→ **GIVEN TASK**
Copy word for word the passage of the random forest forum post that opens with the words containing "Few of these" and closes with "my Python result?".

→ **DOCUMENT EXTRACT**
■ ■ ■ ■ ■ ■ ■

Random forest learner provides different result as vs Random Forest Classifier from sklearn in Python -

Jyotendra · August 18, 2019, 4:39pm

Hi Hans,

Thanks for looking into it. For the sake of discussion, let me provide my perspective on your points.

I forgot to add this line into the start of the code that I shared “np.random.seed(123)” . Please add this line and run the python code again - you will see that results will not change and sensitivity will be 0.90~ . However, this opens up a new question - What is so special about the value of Random seed as ‘123’ - If you will replace this value with any other value - Sensitivity of the model will further go down and hover between 0.8 to 0.9. What could be the reason and how do we know that it is the ‘best’ random seed to be used ?
I have fixed my Partitioning in the KNIME with Random Seed value as 10 and hence my results are not changing. If you look at the ‘Python’ code, I have also used the same Random seed value while splitting the data in function “train_test_split”. So, In an ideal world, Both platform should provide the same partiioning and same set of test and train datasets.
I am in complete agreement with you that Parameters of the RF In SKLearn ‘might’ not match with those in KNIME. However, if you look closely at the ‘default’ Parameters value of the RF classifer - those are as follow.

RandomForestClassifier ( n_estimators=’warn’ , criterion=’gini’ , max_depth=None , min_samples_split=2 , min_samples_leaf=1 , min_weight_fraction_leaf=0.0 , max_features=’auto’ , max_leaf_nodes=None , min_impurity_decrease=0.0 , min_impurity_split=None , bootstrap=True , oob_score=False , n_jobs=None , random_state=None , verbose=0 , warm_start=False , class_weight=None )

Few of these parameters exist in the KNIME for tweaking and few of them don’t - so we don’t know what values KNIME would be using in its RF algo. However, I have tried to match wherever in both of the places in a hope that I get similar results…But couldn’t

Don’t you think if data is same; Random seeds are same; models are same; results should be same irrespective of the technology used?
It leads to a question that how can I trust my KNIME results when I can see that I am getting a better prediction model in Python? Or, what else I could do in my KNIME classifier that makes my model better or equal to my Python result?

Let me know what do you think?

■ ■ ■ ■ ■ ■ ■

Data records:
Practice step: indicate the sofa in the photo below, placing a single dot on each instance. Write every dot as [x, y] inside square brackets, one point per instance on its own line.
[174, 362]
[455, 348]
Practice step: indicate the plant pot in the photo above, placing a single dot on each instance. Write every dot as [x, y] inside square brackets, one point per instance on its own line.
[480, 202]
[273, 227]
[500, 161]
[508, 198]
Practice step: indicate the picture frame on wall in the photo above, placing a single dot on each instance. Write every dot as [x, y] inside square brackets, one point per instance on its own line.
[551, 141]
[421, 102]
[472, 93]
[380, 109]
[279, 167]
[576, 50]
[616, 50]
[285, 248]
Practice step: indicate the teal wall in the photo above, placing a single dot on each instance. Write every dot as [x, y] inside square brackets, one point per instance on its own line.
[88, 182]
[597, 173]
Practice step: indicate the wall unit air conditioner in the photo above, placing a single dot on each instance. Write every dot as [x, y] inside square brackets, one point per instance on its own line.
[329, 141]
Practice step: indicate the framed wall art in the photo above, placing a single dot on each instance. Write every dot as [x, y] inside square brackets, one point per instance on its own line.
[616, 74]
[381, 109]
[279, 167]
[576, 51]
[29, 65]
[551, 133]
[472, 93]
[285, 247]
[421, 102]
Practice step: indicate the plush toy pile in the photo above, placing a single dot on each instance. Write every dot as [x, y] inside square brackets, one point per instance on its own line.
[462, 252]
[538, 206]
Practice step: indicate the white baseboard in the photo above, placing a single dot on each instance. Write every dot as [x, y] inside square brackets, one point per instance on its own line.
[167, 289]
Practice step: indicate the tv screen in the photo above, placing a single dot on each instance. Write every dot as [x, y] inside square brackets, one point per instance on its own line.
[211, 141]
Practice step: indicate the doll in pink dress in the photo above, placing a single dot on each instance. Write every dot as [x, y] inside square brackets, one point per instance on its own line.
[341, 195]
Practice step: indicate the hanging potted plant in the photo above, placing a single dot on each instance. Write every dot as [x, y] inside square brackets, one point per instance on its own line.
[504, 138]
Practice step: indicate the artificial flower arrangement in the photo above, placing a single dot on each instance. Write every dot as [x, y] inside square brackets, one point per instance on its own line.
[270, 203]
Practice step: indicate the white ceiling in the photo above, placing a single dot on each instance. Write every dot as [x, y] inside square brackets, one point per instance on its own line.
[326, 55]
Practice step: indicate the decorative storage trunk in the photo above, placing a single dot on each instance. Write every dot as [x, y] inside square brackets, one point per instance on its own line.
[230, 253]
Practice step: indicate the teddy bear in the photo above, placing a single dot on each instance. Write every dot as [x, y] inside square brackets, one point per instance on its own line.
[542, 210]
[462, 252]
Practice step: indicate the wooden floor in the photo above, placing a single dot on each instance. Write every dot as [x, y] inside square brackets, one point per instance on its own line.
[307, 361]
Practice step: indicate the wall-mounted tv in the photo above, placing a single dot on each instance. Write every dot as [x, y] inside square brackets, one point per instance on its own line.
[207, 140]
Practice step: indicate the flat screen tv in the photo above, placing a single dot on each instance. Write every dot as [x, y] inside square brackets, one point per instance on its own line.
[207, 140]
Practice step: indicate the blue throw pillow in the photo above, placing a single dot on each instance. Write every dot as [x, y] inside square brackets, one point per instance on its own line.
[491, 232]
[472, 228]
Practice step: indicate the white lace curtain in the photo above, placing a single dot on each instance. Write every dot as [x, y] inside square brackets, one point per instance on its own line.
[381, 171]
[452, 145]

■ ■ ■ ■ ■ ■ ■

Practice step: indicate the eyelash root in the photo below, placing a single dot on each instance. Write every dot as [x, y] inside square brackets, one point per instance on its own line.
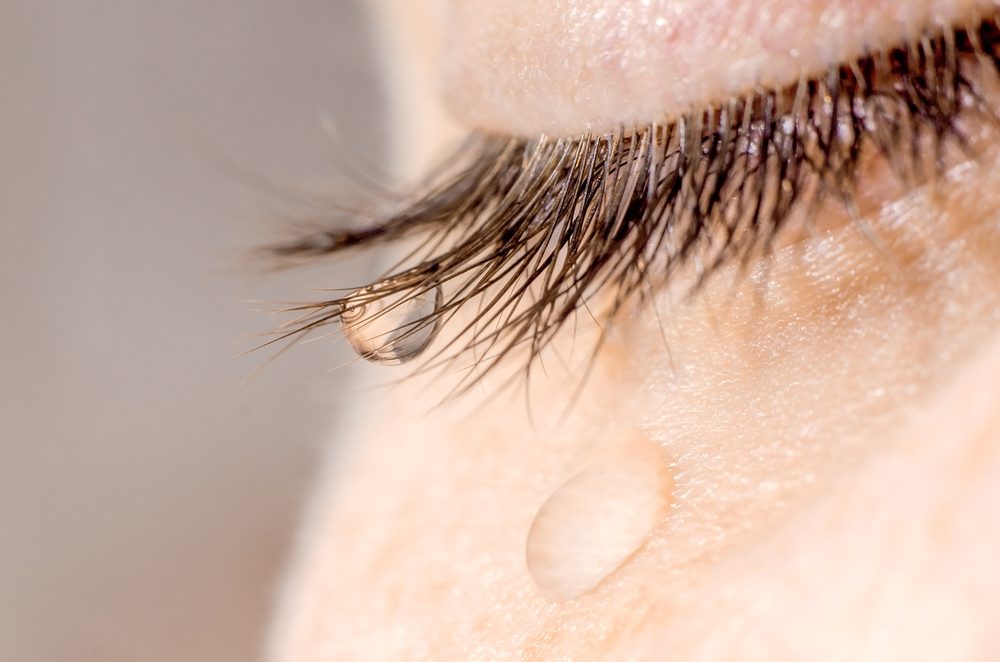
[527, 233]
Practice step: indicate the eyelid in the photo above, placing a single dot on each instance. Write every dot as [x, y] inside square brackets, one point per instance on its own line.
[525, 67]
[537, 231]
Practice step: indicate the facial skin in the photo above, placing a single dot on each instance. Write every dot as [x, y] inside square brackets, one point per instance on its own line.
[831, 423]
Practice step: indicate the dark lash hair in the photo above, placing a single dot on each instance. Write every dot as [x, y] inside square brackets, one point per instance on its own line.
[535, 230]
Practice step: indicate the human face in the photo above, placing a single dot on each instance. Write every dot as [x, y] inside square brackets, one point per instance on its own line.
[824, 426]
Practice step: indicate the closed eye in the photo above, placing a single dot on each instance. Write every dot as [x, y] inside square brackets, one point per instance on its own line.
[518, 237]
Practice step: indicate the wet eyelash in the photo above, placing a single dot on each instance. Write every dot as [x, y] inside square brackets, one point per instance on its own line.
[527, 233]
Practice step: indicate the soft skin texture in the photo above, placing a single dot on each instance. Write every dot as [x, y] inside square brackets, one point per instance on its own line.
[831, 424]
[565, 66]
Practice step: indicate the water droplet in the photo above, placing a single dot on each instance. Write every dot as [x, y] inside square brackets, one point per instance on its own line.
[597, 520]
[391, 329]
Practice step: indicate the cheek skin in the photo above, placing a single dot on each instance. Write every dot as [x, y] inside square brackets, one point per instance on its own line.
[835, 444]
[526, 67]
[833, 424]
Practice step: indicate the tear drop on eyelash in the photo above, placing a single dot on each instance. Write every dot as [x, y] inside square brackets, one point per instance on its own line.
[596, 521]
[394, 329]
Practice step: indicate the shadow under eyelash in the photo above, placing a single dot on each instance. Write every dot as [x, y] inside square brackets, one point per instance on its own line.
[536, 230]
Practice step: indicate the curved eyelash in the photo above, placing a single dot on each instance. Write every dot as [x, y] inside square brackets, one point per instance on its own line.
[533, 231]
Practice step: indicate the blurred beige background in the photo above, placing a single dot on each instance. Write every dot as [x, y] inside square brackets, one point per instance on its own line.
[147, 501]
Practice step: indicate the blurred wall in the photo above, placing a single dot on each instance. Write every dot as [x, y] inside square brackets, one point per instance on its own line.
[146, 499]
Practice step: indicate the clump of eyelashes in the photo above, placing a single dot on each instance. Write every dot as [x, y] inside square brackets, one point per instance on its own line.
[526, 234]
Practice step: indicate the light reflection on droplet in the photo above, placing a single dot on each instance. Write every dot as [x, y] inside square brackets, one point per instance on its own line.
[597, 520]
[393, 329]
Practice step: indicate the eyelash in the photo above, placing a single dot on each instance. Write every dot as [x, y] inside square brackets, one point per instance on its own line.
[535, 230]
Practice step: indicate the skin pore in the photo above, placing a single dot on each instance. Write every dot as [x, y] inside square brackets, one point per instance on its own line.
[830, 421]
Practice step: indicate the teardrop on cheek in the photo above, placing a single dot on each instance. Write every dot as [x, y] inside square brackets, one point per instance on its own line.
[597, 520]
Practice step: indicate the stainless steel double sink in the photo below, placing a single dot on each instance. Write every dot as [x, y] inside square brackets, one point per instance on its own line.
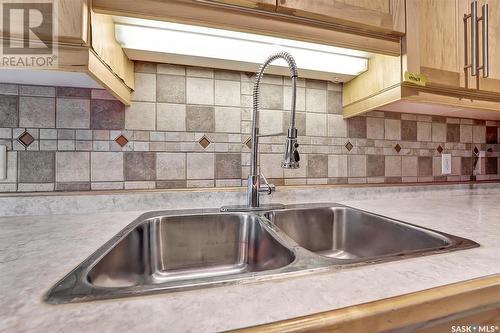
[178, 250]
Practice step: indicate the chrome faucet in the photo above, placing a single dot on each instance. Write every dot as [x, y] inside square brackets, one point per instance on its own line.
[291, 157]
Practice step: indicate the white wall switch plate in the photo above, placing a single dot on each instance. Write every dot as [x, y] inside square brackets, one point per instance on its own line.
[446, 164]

■ ■ ■ ■ ■ ■ ■

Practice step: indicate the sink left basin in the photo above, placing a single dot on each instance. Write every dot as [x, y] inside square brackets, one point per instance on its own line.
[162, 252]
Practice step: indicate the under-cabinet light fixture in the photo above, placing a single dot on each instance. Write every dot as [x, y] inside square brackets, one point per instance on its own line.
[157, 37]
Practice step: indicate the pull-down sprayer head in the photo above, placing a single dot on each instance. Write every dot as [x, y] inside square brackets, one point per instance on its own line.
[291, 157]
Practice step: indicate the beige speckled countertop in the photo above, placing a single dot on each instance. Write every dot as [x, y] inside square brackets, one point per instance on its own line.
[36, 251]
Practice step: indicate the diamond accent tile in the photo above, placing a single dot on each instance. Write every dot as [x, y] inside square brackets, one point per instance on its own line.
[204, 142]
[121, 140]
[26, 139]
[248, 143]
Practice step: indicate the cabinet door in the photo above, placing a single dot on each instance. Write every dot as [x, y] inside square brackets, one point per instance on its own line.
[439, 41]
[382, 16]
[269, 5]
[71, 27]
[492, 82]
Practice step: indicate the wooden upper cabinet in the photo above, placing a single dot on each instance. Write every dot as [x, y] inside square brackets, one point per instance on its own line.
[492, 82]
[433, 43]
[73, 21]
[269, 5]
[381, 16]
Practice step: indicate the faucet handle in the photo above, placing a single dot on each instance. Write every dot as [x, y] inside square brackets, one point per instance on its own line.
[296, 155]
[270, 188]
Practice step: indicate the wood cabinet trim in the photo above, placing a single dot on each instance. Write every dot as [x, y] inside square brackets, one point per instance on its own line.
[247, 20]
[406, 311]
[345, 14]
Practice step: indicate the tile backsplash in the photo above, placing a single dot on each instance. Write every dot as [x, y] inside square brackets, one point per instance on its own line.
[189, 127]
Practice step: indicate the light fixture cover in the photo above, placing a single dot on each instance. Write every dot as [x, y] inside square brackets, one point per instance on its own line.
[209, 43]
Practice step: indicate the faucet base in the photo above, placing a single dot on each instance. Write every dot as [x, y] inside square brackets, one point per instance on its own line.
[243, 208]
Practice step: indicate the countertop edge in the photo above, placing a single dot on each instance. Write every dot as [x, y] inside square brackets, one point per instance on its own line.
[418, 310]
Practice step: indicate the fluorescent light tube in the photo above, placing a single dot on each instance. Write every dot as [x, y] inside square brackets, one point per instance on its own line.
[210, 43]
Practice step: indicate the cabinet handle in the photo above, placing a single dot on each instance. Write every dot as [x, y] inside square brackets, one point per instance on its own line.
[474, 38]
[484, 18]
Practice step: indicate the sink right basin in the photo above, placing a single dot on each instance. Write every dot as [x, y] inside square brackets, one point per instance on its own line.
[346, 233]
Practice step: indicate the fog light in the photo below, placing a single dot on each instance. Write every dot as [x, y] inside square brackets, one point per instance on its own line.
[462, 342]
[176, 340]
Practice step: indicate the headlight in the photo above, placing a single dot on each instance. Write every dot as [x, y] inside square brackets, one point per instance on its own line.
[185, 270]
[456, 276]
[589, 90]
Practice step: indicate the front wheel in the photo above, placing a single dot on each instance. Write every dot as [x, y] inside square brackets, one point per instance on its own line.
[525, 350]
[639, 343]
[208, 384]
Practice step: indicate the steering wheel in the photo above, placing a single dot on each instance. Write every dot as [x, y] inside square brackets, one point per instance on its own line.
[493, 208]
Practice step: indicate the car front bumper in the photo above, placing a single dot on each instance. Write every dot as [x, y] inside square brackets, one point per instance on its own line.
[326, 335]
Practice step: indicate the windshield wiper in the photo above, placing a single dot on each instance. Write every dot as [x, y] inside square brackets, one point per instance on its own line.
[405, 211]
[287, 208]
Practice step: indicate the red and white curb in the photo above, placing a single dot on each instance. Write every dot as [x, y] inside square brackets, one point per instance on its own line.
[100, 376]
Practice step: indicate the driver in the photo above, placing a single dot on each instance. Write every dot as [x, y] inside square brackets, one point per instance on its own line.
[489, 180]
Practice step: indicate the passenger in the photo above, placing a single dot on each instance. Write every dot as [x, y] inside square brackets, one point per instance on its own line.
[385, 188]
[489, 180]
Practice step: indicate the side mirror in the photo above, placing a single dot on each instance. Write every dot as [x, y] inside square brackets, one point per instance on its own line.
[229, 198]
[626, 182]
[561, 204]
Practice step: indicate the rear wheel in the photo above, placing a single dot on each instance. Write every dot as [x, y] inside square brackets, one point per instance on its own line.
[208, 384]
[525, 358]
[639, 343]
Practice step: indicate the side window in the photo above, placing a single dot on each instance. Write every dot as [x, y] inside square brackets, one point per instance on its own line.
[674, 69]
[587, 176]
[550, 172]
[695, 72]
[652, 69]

■ ■ ■ ■ ■ ■ ■

→ **FINISHED ANSWER**
Few of these parameters exist in the KNIME for tweaking and few of them don’t - so we don’t know what values KNIME would be using in its RF algo. However, I have tried to match wherever in both of the places in a hope that I get similar results…But couldn’t

Don’t you think if data is same; Random seeds are same; models are same; results should be same irrespective of the technology used?
It leads to a question that how can I trust my KNIME results when I can see that I am getting a better prediction model in Python? Or, what else I could do in my KNIME classifier that makes my model better or equal to my Python result?